**Required work**
Could the entries below be reproduced exactly, with the images removed?
■ ■ ■ ■ ■
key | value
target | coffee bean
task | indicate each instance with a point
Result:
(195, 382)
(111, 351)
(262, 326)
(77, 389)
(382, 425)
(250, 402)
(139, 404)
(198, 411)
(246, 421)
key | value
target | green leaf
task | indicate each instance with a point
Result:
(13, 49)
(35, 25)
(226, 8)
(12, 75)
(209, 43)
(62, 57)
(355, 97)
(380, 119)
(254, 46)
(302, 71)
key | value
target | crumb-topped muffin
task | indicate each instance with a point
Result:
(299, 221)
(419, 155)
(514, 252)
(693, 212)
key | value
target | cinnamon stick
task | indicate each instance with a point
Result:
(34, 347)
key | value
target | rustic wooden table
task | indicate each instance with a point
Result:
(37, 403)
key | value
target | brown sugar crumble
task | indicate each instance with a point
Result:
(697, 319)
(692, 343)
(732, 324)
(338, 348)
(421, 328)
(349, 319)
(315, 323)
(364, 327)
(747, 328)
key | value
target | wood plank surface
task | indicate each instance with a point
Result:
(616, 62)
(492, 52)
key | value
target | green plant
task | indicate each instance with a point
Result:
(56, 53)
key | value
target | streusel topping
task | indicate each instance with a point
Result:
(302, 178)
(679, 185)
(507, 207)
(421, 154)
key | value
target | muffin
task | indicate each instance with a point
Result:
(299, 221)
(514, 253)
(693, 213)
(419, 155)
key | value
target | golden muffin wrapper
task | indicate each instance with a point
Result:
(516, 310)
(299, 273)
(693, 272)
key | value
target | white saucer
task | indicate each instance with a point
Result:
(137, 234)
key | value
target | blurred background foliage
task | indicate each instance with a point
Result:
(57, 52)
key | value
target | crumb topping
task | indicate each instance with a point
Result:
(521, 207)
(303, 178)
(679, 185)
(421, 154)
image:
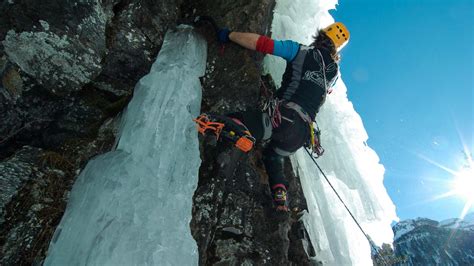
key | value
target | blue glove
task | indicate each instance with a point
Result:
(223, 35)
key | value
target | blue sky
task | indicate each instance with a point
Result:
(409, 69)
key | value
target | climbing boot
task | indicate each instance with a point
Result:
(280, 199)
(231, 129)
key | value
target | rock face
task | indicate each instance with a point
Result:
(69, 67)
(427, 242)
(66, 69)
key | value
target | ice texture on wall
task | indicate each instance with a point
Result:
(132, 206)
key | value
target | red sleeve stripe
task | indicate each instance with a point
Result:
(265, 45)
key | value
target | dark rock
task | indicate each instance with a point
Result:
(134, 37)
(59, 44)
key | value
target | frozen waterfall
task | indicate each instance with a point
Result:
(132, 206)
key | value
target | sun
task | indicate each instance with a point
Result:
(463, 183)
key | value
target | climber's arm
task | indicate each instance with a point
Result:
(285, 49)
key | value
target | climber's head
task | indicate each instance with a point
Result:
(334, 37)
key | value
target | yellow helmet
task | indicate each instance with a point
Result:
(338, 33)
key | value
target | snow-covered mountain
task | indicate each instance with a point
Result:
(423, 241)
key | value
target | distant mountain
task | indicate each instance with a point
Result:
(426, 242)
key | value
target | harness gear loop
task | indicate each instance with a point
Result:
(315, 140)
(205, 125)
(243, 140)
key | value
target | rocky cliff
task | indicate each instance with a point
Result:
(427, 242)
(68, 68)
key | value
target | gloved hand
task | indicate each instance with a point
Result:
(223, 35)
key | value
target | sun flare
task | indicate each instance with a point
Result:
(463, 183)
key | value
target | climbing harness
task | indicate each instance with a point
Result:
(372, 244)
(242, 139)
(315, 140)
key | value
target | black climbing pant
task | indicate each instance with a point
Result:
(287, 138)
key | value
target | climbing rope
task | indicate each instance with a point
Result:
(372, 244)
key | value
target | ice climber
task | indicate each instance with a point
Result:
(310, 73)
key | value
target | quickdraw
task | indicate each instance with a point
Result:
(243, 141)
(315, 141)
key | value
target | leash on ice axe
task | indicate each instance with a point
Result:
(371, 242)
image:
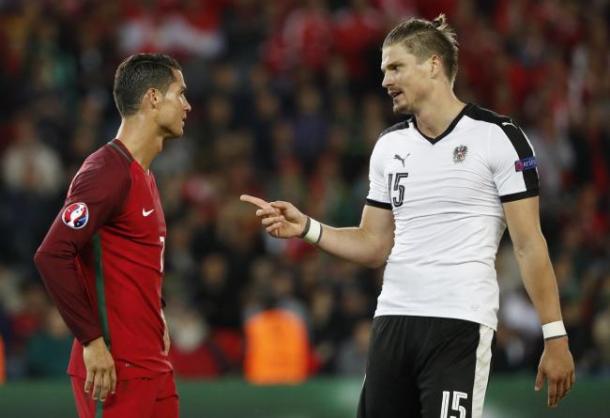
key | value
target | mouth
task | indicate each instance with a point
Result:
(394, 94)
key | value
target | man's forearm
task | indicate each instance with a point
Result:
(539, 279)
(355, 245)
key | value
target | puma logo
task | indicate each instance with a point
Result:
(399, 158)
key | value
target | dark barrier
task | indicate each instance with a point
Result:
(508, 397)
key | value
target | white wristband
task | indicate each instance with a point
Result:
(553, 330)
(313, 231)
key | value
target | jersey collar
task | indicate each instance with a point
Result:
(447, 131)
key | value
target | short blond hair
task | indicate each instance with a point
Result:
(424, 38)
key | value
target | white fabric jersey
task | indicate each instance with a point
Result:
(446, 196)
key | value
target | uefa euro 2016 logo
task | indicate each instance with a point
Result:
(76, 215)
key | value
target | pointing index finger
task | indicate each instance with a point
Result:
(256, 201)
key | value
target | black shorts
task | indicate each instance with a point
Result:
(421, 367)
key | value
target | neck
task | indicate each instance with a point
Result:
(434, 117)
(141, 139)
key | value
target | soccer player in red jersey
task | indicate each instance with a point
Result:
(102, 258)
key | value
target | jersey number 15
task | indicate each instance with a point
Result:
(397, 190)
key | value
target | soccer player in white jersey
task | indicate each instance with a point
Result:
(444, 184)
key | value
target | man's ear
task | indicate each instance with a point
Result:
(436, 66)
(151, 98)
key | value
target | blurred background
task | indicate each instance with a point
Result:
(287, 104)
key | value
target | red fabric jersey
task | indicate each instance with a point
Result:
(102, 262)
■ ■ ■ ■ ■
**Solution below**
key | value
target | coffee bean
task | indicate each instance with a point
Result:
(195, 382)
(111, 351)
(262, 326)
(77, 389)
(382, 425)
(250, 402)
(139, 404)
(198, 411)
(246, 421)
key | value
target | green leaf
task | indicate each instance with a point
Result:
(13, 49)
(35, 25)
(226, 8)
(12, 75)
(209, 43)
(62, 57)
(355, 97)
(380, 119)
(254, 46)
(302, 71)
key | value
target | crumb-topped muffin
task | indicate each instance with a point
Result:
(299, 221)
(419, 155)
(514, 252)
(693, 212)
key | value
target | cinnamon stick
task | indicate each instance with a point
Result:
(34, 347)
key | value
target | rustic wooden table
task | indicate each instance with a point
Result:
(37, 403)
key | value
target | brown sugar crumble
task | indicate each instance with a point
Result:
(697, 319)
(692, 343)
(732, 324)
(338, 348)
(421, 328)
(349, 319)
(315, 323)
(364, 327)
(747, 328)
key | value
target | wood plank surface
task | indicate each instance with a point
Result:
(616, 62)
(492, 52)
key | value
target | green plant
task | indicate each instance with a point
Result:
(56, 53)
key | value
target | streusel topping
task | indicate each instance with a point
Result:
(302, 178)
(679, 185)
(507, 207)
(421, 154)
key | value
target | muffin
task | indicate each instance with a point
Result:
(299, 221)
(514, 253)
(693, 213)
(419, 155)
key | value
target | golden muffin wrapper
task | indicate each instance with a point
Result:
(516, 310)
(299, 273)
(693, 272)
key | value
target | white saucer
task | indicate each instance with a point
Result:
(137, 234)
key | value
target | blurred background foliage
task | indicate each instance with a point
Result:
(57, 52)
key | value
target | crumb topping
task | indicate each instance with a point
Result:
(521, 207)
(303, 178)
(679, 185)
(421, 154)
image:
key | value
target | blue glove
task | indicate each instance with a point
Result:
(223, 35)
key | value
target | blue sky
task | indicate each instance with a point
Result:
(409, 69)
key | value
target | climbing boot
task | indicate each instance with a point
Result:
(280, 199)
(231, 129)
key | value
target | rock face
task | indicate each instance with a point
Result:
(69, 67)
(427, 242)
(66, 69)
key | value
target | ice texture on wall
task | indicate each instance with a point
Result:
(132, 206)
key | value
target | red sleeve stripe
task | indicate each instance with a point
Result:
(265, 45)
key | value
target | dark rock
task | indicate each instance with a point
Result:
(134, 37)
(59, 44)
key | value
target | frozen waterfall
task | indicate each instance with a point
Result:
(132, 206)
key | value
target | sun
task | indicate each instance with a point
Result:
(463, 183)
key | value
target | climber's arm
task | indicate each instance with a point
Result:
(285, 49)
key | value
target | climber's head
task | indicate each instance with a point
Result:
(334, 37)
key | value
target | yellow helmet
task | indicate each instance with a point
Result:
(338, 33)
key | value
target | snow-covered mountain
task | indicate each instance with a point
Result:
(423, 241)
key | value
target | distant mountain
task | indicate each instance with a point
Result:
(426, 242)
key | value
target | harness gear loop
task | indicate each instance with a point
Result:
(315, 140)
(205, 125)
(243, 140)
key | value
target | rocky cliff
task | indicate each instance with a point
Result:
(427, 242)
(68, 68)
key | value
target | gloved hand
task | indicate each instance with a point
Result:
(223, 35)
key | value
target | sun flare
task | indicate each instance with a point
Result:
(463, 183)
key | value
target | climbing harness
task | indicate each instance with a point
Result:
(372, 244)
(242, 139)
(315, 140)
key | value
target | black climbing pant
task | indicate each instance with a point
Result:
(287, 138)
key | value
target | climbing rope
task | indicate each instance with a point
Result:
(372, 244)
key | value
target | ice climber
task | indicate each instance with a point
Result:
(310, 73)
key | value
target | quickdraw
task | indicate each instance with a point
Result:
(243, 141)
(315, 141)
key | value
target | leash on ice axe
task | indicate each instance with a point
Result:
(371, 242)
image:
key | value
target | mouth
task | indicate each instance with a point
Result:
(394, 94)
key | value
target | man's forearm
task | indicate each instance with a point
Result:
(539, 279)
(355, 245)
key | value
target | puma logo
task | indicate each instance with a point
Result:
(399, 158)
key | value
target | dark barrier
task | indicate each instance with a point
Result:
(508, 397)
key | value
target | white wristband
task | indicate each instance with a point
Result:
(553, 330)
(313, 231)
key | value
target | jersey collar
task | indicate each instance with a point
Result:
(447, 131)
key | value
target | short blond hair
task | indicate each instance with a point
Result:
(424, 38)
key | value
target | white fabric jersey
task | indicate each instance with a point
Result:
(446, 196)
key | value
target | uefa euro 2016 logo
task | indicate each instance with a point
Result:
(76, 215)
key | value
target | pointing index finger
task | indicate each instance with a point
Result:
(256, 201)
key | value
target | black shorts
task | indicate each instance with a point
Result:
(421, 367)
key | value
target | neck
task | indicate each instance with a point
Result:
(434, 117)
(141, 139)
key | value
target | soccer player in red jersey
task | indicate each instance with a point
Result:
(102, 258)
key | value
target | jersey number 15
task | indicate each instance with a point
Result:
(397, 190)
key | value
target | soccer player in white jersey
task | indicate each instance with a point
Result:
(444, 184)
key | value
target | man's ear
task | indicate each instance with a point
Result:
(436, 66)
(151, 98)
key | value
target | blurred background
task | indicate each instance with a point
Result:
(287, 104)
key | value
target | red fabric jersey
task | indicate each instance with a point
Result:
(102, 262)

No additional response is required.